## EXERCISE DETAILS
Write out all of the data exactly as it appears.

## LISTED RECORDS
· · · · · · ·

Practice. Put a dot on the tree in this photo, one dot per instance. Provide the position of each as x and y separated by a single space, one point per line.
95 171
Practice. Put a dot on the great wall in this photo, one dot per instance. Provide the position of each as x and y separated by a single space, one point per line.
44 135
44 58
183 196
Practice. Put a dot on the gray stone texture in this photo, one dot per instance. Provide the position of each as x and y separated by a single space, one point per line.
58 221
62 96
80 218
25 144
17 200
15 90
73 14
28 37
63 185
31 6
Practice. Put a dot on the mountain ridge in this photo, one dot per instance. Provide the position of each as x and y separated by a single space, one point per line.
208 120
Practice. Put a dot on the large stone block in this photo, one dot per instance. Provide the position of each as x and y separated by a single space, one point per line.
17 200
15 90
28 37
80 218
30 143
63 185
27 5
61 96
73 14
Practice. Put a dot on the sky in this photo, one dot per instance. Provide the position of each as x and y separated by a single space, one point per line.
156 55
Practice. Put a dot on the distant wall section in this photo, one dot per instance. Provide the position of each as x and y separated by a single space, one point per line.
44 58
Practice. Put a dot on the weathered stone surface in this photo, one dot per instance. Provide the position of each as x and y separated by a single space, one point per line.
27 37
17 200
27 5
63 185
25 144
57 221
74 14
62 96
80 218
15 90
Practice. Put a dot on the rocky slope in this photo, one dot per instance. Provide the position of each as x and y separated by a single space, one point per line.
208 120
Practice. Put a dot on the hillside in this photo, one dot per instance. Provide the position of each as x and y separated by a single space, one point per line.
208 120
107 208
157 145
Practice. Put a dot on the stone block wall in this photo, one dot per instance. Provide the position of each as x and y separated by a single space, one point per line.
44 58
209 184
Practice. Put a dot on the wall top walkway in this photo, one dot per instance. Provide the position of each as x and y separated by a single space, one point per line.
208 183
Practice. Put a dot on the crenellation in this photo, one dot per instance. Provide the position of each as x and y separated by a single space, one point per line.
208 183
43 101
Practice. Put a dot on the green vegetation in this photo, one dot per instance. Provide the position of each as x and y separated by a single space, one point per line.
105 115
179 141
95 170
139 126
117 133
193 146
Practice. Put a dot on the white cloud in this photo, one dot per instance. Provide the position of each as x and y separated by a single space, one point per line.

· · · · · · ·

## SOLUTION
Practice. Put a dot on the tree in this photo, one dot per instance. Provide the position of each as x and y separated by a single space, one point per line.
95 171
Practice. Put a dot on the great wall in this photo, one dot per instance. Provide the position of each as x and y separated by a single space, one point per line.
44 135
44 58
183 196
Practice. Put a dot on the gray stone texture in this photo, one dot per instance. Provide the position of each as x and y separated by a single space, one point per line.
58 221
62 96
80 218
25 144
17 200
15 90
73 14
28 37
63 185
31 6
Practice. Put a dot on the mountain ridge in this photo, one dot per instance. Provide the position of each as x and y separated by a single space, one point per line.
208 120
Practice. Put a dot on the large stone block in this photo, one dot per instance. Provide the position of each as x and y separated by a single space, one point per line.
17 200
15 90
28 37
80 218
30 143
63 185
27 5
61 96
73 14
Practice. Put a dot on the sky in this photo, one dot per instance. Provide the position of each as x and y separated by a single space, one point per line.
156 55
Practice. Put a dot on the distant wall section in this photo, one dot per instance. Provide the position of each as x and y separated by a single space, one point per line.
44 58
Practice. Put a dot on the weathered stone surface in this photo, one dot per instance. Provide the position of each as x and y separated by a single space, one point per line.
27 37
17 200
27 5
63 185
25 144
57 221
74 14
62 96
80 218
15 90
Practice. Put a dot on the rocky slope in this photo, one dot per instance. Provide the position of each as x and y separated by a single space, one point per line.
208 120
Practice. Put a dot on the hillside in this photo, one dot per instance. Provide the position of each as x and y separated by a single space, one point per line.
208 120
107 208
157 145
Practice. Put a dot on the stone block wall in this photo, one dot per instance. Provide the position of each as x and y separated by a single space, one point per line.
44 58
209 184
Practice. Put a dot on the wall top walkway in this photo, one dot per instance. Provide the position of each as x and y separated by a single space, one point per line.
208 183
Practice. Put a dot on the crenellation in this photo, one dot per instance. Provide the position of each as x and y separated by a single space, one point per line.
208 183
43 101
Practice. Put a dot on the green vegetation in this photo, one dot per instance. Provide the position of each as x and y separated by a single space, one point per line.
105 115
179 141
95 170
139 126
117 133
193 146
Practice. Put a dot on the white cloud in this photo, one dot per instance. Provide the position of each as x and y separated by a single space, one point per line.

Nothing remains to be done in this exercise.